** Start DATA ENTRIES **
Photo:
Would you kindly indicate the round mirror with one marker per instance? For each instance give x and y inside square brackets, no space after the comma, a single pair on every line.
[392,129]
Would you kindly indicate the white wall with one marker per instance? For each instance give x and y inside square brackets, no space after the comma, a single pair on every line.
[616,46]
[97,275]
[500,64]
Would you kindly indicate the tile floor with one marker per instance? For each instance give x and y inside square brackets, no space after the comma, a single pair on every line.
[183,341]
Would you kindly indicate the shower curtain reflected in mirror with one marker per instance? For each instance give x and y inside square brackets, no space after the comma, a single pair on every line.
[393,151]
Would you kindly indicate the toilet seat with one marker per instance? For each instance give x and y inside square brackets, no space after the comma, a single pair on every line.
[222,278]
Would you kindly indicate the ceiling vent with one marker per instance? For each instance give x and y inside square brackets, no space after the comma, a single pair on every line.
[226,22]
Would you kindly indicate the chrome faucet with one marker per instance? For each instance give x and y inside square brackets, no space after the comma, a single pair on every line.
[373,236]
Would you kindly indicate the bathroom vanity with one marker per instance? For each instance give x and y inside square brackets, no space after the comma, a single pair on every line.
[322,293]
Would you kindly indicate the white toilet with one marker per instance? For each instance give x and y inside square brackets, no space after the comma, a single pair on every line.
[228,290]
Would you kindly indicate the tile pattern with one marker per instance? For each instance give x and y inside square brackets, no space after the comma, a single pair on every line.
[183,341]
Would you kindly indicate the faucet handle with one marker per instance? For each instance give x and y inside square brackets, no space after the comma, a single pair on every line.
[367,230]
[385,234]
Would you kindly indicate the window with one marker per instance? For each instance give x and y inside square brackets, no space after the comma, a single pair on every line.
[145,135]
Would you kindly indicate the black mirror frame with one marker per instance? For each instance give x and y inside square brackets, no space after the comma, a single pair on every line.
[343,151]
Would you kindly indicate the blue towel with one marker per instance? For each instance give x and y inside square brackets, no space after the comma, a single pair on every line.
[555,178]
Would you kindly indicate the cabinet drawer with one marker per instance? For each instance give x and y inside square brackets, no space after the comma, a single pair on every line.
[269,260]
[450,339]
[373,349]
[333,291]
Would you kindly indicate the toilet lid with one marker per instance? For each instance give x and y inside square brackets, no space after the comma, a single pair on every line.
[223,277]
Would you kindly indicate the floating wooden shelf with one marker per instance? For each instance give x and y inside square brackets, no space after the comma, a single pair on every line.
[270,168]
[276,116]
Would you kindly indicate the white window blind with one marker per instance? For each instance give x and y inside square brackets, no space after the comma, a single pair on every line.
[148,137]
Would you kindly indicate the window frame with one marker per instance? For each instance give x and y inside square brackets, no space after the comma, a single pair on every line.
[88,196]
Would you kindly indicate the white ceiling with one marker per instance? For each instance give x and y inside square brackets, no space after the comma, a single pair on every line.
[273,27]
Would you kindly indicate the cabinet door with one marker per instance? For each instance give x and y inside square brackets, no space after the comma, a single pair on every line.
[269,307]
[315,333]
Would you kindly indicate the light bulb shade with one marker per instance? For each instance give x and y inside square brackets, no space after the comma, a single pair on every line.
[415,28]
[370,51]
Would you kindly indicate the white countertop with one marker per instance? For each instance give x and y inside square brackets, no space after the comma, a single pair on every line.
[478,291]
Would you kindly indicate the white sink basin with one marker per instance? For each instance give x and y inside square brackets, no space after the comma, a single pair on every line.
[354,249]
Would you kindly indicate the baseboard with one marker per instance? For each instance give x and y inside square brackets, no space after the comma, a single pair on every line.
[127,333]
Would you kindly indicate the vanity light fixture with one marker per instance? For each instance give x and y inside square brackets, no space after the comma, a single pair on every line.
** End DATA ENTRIES **
• **WORK TO DO**: Rewrite all of the material above, replacing each "marker" with "point" and keeping everything else unchanged.

• **ANSWER TO THE TASK**:
Photo:
Would you kindly indicate the round mirror with one point per instance? For each instance give x and y inside square brackets, no space after the comma, a single pair on every line.
[392,129]
Would you kindly indicate the white wall with one point per instance? For each instance give x and y inside square brackets, no space after the comma, a single pair on every line.
[616,46]
[97,275]
[500,64]
Would you kindly indicate the tile floor with one point per instance? For each instance give x and y inside square brackets, no space after the comma, a single pair on every line.
[183,341]
Would you kindly indicate the shower curtain reflected in mirror with one point per instance? For each instance give x and y inside square brackets, no space after the comma, a single pair on every line.
[393,151]
Would you kindly indicate the toilet seat with one point per instance? For each instance give x and y inside square brackets, no space after the comma, a single pair on every line.
[222,278]
Would you kindly indicate the ceiling vent with one point per instance? For each instance give x and y inside square brackets, no space after the comma, a single pair on every line.
[226,22]
Would you kindly indicate the chrome faucet with one point per instance? For each instance give x and y inside square brackets, no space after the comma, a single pair on every line.
[373,236]
Would you kindly indicate the bathroom vanity with one point per instance? For each instance give x and y inside square brackets, no space after the comma, a single pair on every line.
[322,293]
Would you kindly indicate the white toilet with one point per instance? For each instance give x and y inside square brackets, no space after the comma, a single pair on every line.
[228,290]
Would you kindly indicate the tile pattern with one point per instance? For each instance give x and y inside square brackets, no space after the comma, a single pair on every line.
[183,341]
Would you kindly indicate the faucet handle with one point per instance? For each instance give x and y inside square brackets, no space after the comma, a single pair on every line.
[367,230]
[385,234]
Would you kindly indicate the window with one point per instance? For each instance give x and y inside square brackets, no space after the comma, a single pair on every line.
[145,135]
Would you kindly indicate the black mirror frame with one point per instance? For each instance give x and y inside square brackets, no space after the comma, a single pair on every line.
[343,151]
Would you kindly indicate the blue towel with one point per instance? For each instance give x and y inside square brackets, no space after the comma, a single pair on every line.
[555,178]
Would you kindly indicate the cabinet drawer with one point per instance? For each instance give x and y inside square brackets, no space after the comma, a single pair on every line.
[269,260]
[450,339]
[373,349]
[333,291]
Would you kindly indicate the toilet lid with one point per instance? For each instance give x and y inside square brackets, no space after the comma, a single pair on every line.
[223,277]
Would you kindly indicate the floating wooden shelf with one point per instance? For each instance give x and y inside square brackets, no space after the comma, a single pair on every line.
[270,168]
[276,116]
Would you kindly indicate the white window blind with one point per instance? For each instance give x and y inside square brackets, no space after the comma, a single pair on every line.
[148,137]
Would you kindly indicate the window frame with one point per instance? For each instance give x and y inside square brackets, no space after the comma, a single pair on every line.
[88,196]
Would you kindly indicate the white ceiling with one point per instance? For each instance give x and y inside square brackets, no space after the comma, a single pair on every line.
[273,27]
Would you kindly indicate the cabinet door with one point per instance? For each instance give x and y inside square brackets, no space after the comma, a single pair on every line.
[269,307]
[315,333]
Would you kindly indicate the light bulb shade with one point per instance? For each instance give x and y inside square brackets, no space after the comma, a single pair on every line.
[415,28]
[370,51]
Would you kindly indicate the white countertop with one point per instance? For each instance give x and y inside square brackets, no space after the comma, a single pair on every line.
[478,291]
Would you kindly indicate the white sink basin with one point per instance? For each instance give x and y inside square brackets, no space after the comma, a single pair on every line.
[354,249]
Would you kindly indicate the baseboard with one point per instance? For each instance give x and y inside square brackets, no space after the comma, a single pair on every line.
[127,333]
Would you kindly indicate the vanity light fixture with one point per instance? For each instance give x and y inside square brackets, no space after the comma, a single pair on every line.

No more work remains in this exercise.